_GIVEN RECORDS_:

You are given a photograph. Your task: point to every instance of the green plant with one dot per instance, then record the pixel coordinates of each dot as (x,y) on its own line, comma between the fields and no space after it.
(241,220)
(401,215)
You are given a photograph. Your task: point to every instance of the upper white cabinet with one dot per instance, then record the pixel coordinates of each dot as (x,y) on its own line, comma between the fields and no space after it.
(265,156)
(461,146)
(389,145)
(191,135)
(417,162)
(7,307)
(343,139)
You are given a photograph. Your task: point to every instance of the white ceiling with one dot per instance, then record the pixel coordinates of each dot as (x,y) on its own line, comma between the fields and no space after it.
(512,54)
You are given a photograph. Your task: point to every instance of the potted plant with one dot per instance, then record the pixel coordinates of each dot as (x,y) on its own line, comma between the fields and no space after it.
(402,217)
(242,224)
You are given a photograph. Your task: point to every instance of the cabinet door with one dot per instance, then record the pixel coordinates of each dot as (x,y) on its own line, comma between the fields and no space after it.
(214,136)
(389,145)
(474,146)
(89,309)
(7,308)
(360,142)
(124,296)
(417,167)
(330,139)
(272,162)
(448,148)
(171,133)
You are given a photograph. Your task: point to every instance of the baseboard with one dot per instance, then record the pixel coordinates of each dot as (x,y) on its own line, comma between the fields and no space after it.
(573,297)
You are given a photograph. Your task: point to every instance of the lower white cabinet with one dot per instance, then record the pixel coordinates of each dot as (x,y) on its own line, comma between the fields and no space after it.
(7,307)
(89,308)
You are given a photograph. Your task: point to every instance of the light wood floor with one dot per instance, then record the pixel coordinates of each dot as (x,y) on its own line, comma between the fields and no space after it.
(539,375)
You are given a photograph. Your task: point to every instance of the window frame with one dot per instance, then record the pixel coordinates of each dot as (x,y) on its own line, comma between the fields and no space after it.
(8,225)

_TASK TO COMPLETE_: Only the lines from the one that contains "of the window" to the end of the data should be output, exactly as they appear.

_WRITTEN SOLUTION_:
You are given a photograph. Your task: point to every instance of the window frame with one dot per instance, then record the pixel coordinates of each dot as (x,y) on its own line, comma between the fields and no space after it.
(8,225)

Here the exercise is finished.